— start of Supplied material —
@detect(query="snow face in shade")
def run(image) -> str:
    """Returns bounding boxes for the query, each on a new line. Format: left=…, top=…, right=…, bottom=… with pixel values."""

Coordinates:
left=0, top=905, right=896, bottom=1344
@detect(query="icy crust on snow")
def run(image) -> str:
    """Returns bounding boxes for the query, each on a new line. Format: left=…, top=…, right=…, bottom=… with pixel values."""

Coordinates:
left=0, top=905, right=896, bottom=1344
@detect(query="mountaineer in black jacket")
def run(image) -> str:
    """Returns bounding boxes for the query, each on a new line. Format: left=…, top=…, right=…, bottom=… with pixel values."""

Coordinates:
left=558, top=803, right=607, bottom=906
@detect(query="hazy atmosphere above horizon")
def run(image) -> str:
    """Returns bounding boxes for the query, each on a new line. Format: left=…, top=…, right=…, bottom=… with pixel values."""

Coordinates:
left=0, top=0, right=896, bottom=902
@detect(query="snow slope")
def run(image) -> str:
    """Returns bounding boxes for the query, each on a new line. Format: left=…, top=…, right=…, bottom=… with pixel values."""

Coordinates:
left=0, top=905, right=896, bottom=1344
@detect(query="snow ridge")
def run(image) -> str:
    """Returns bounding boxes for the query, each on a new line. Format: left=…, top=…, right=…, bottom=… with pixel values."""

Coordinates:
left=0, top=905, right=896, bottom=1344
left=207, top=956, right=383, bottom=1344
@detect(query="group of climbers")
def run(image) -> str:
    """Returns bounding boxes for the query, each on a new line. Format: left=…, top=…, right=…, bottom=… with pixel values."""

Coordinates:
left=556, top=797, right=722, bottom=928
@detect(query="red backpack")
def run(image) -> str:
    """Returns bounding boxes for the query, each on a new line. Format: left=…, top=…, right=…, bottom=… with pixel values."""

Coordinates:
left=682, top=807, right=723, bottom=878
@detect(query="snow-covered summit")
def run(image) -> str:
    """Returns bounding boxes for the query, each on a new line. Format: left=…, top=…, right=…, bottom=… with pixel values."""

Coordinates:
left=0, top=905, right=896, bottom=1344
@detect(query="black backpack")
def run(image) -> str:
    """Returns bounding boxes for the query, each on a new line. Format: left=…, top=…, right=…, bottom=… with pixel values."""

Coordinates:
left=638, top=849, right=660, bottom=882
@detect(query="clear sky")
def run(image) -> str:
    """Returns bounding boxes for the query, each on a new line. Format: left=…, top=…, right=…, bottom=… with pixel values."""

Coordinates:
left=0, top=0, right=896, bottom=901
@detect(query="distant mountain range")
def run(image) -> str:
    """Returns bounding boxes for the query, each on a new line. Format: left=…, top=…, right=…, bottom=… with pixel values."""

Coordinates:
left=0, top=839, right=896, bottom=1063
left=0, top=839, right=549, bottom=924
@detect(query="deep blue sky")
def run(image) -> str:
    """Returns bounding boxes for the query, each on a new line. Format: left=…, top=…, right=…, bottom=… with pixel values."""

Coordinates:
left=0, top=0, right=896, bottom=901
— end of Supplied material —
Turn the listing, from its first line through the line containing "left=556, top=797, right=722, bottom=928", into a numbered list, leaving out blank lines.

* Written solution:
1. @detect(query="snow face in shade")
2. def run(image) -> str:
3.     """Returns bounding boxes for the query, each on a new line. Format: left=…, top=…, right=…, bottom=… with pixel values."""
4. Coordinates:
5. left=0, top=905, right=896, bottom=1344
6. @detect(query="icy crust on snow")
7. def run(image) -> str:
8.     """Returns bounding boxes for the query, each on a new line. Format: left=…, top=…, right=…, bottom=… with pixel values."""
9. Coordinates:
10. left=0, top=905, right=896, bottom=1344
11. @detect(query="mountaineer in black jacket")
12. def run(image) -> str:
13.     """Returns bounding boxes for the query, each on a new line. Format: left=…, top=…, right=…, bottom=… with pixel values."""
14. Coordinates:
15. left=558, top=803, right=607, bottom=906
16. @detect(query="hazy atmosphere above horizon")
17. def run(image) -> str:
18.     """Returns bounding boxes for the query, each on a new line. Format: left=…, top=…, right=…, bottom=… with pixel values."""
19. Coordinates:
20. left=0, top=0, right=896, bottom=902
21. @detect(query="snow slope")
22. def run(image) -> str:
23.     """Returns bounding boxes for the query, each on a new line. Format: left=…, top=…, right=…, bottom=… with pixel values."""
24. Coordinates:
25. left=0, top=905, right=896, bottom=1344
26. @detect(query="snow ridge")
27. def run(image) -> str:
28.     """Returns bounding boxes for the query, each on a new line. Format: left=…, top=…, right=…, bottom=… with pixel values."""
29. Coordinates:
30. left=0, top=905, right=896, bottom=1344
31. left=207, top=956, right=383, bottom=1344
32. @detect(query="group of climbers")
33. def run(image) -> str:
34.     """Returns bounding boxes for the query, each on a new line. Format: left=…, top=…, right=…, bottom=… with pixel values."""
35. Coordinates:
36. left=556, top=797, right=722, bottom=928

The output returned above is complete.